[Data extracted from a collection]
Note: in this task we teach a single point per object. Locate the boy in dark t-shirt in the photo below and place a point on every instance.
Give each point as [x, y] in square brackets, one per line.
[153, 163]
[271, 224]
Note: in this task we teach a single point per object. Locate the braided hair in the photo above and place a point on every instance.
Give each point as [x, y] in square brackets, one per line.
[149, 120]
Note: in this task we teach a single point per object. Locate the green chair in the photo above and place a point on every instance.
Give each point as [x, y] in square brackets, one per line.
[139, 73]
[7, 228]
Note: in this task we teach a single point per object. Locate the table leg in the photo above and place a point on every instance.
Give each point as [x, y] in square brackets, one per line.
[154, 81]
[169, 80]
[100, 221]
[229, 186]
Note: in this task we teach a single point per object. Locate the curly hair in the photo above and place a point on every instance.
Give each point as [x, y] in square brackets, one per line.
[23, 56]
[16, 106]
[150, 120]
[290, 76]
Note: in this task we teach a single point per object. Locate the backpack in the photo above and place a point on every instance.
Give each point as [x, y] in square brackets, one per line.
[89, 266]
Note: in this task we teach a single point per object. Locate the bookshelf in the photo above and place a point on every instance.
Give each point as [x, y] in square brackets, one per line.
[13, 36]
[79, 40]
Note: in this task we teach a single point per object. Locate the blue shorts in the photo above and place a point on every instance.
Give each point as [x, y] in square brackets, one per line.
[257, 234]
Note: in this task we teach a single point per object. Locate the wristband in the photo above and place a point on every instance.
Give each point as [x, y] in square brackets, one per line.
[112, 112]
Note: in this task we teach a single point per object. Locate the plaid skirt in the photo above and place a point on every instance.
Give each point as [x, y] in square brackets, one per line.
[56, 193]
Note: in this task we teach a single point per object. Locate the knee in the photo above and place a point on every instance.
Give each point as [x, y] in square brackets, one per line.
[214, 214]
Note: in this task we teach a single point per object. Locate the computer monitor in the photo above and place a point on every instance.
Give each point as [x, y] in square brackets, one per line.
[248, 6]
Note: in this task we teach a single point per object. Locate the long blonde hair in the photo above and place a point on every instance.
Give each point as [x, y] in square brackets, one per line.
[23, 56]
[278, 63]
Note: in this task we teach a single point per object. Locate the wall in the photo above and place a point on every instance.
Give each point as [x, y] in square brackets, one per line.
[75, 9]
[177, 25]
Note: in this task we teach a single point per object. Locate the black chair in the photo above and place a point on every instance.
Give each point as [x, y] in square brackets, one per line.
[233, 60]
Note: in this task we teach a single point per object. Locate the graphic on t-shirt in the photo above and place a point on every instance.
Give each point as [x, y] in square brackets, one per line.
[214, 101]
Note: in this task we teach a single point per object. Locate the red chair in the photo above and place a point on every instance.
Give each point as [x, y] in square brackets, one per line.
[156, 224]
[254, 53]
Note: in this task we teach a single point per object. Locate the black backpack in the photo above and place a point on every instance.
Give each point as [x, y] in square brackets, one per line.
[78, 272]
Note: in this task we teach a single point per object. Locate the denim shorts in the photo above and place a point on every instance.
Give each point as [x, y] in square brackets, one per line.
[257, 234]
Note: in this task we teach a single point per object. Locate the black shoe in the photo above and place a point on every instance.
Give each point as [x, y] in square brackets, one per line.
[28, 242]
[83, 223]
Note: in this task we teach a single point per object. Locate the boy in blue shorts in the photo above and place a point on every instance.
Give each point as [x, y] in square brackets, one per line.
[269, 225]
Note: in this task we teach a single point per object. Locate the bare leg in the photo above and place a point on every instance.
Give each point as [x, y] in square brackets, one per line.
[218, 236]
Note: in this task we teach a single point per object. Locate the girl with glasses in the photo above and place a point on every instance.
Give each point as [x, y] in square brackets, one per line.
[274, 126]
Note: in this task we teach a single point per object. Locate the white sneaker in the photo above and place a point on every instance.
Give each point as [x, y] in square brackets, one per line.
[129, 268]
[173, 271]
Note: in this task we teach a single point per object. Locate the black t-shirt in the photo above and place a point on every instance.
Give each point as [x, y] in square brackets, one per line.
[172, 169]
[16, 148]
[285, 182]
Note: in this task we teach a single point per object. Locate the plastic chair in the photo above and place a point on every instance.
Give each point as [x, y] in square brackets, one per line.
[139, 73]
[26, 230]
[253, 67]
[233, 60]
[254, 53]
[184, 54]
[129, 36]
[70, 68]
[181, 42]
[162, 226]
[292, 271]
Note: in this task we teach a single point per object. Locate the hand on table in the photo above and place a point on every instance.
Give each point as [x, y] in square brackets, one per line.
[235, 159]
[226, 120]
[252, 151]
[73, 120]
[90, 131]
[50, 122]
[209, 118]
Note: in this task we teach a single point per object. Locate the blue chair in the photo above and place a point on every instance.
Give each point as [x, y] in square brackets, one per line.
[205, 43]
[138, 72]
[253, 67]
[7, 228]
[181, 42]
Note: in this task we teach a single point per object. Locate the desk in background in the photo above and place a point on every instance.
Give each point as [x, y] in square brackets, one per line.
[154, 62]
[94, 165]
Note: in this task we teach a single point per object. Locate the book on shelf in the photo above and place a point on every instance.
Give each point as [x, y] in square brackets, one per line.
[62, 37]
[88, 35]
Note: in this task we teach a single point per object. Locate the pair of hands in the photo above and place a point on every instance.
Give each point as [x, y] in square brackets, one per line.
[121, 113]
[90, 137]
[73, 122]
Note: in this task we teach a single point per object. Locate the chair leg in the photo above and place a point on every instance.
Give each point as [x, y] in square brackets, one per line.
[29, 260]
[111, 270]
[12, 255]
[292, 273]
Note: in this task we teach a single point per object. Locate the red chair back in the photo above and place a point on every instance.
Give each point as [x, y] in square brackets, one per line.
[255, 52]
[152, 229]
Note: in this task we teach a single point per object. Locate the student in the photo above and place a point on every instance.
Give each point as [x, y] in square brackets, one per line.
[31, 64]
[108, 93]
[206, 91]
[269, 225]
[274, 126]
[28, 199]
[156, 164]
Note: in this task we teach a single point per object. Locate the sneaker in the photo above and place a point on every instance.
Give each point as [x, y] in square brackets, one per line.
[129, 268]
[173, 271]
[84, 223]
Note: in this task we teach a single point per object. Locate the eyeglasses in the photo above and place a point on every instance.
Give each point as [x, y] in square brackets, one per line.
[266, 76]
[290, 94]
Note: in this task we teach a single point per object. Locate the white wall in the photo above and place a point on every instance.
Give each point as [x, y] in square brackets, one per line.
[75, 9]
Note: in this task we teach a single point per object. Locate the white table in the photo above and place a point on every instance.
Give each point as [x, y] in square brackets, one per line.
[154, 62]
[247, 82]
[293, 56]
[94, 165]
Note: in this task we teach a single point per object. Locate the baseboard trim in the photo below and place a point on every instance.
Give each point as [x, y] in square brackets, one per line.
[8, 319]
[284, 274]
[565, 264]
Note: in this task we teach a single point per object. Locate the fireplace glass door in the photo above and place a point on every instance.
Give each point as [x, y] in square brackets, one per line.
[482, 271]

## [Problem details]
Return only the exact lines from the opening of the records through the line that contains "Locate the curly", both included.

## [Task solution]
Note: in this task we teach a single point per object. Locate the boy in dark t-shirt in the photo below and place a point on every instance.
Give each point as [x, y] in square brackets, one per line.
[153, 163]
[271, 224]
Note: in this task we teach a single point per object. Locate the braided hair in the photo above and place a point on every instance.
Give each point as [x, y] in square brackets, one per line.
[149, 120]
Note: in this task we teach a single point per object. Locate the green chair in the photo above and place a point on every instance.
Give each point as [x, y] in square brackets, one per line.
[139, 73]
[7, 228]
Note: in this task we teach a single point per object. Locate the table leg in the photo above and place a point on every instance.
Give each point as [x, y] in square brackets, one per line.
[154, 81]
[169, 80]
[100, 221]
[229, 186]
Note: in this task we teach a single point per object. Locate the curly hair in the photo above and place a point on every instance.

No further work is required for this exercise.